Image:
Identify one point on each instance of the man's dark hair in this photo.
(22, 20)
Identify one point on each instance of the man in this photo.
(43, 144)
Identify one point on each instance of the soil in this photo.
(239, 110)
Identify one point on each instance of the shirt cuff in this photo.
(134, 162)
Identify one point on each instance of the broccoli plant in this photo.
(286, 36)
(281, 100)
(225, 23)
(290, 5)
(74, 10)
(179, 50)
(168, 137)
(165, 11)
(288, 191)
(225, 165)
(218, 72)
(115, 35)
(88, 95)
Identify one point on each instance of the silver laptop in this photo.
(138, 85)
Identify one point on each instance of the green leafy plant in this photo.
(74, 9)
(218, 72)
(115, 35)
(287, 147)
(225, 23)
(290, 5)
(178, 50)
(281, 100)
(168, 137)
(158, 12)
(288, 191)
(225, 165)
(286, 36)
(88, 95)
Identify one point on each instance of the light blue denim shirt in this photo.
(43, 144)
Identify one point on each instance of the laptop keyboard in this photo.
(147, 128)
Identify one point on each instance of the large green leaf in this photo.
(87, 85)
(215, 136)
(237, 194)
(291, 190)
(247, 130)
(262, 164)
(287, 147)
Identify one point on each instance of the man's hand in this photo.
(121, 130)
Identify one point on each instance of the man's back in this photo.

**WHAT THIS TASK INVOLVES**
Extract every line of the entries above and reproduce each one unchanged, in the original order.

**EXERCISE SOLUTION**
Image:
Identify one point on each instance of the man's dark hair in this photo.
(22, 20)
Identify one point on each instance of the man in this photo.
(43, 144)
Identify one point on each instance of the soil in this photo.
(239, 110)
Identify one point on each instance of the shirt cuff in this photo.
(134, 162)
Identify one point on each instance of the broccoli plant in this photo.
(286, 36)
(281, 100)
(225, 23)
(290, 5)
(74, 10)
(179, 50)
(168, 137)
(165, 11)
(288, 191)
(225, 165)
(218, 72)
(115, 35)
(88, 95)
Identify one point on each instance of the silver laptop in this photo.
(138, 85)
Identify one point on each instance of the green leafy plant in this photo.
(74, 9)
(218, 72)
(115, 35)
(287, 147)
(225, 23)
(290, 5)
(178, 50)
(281, 100)
(168, 137)
(158, 12)
(288, 191)
(225, 165)
(286, 36)
(88, 95)
Identify one point on each instance of the light blue denim shirt in this photo.
(43, 144)
Identify one point on each instance of the laptop keyboard in this photo.
(147, 128)
Identify one point on each instance of the large green leaf in this photo.
(87, 85)
(215, 136)
(237, 194)
(291, 190)
(247, 130)
(262, 164)
(287, 147)
Identify one point on each instance of the man's hand in this photo.
(121, 130)
Identify one point on each instance of the man's back in this photo.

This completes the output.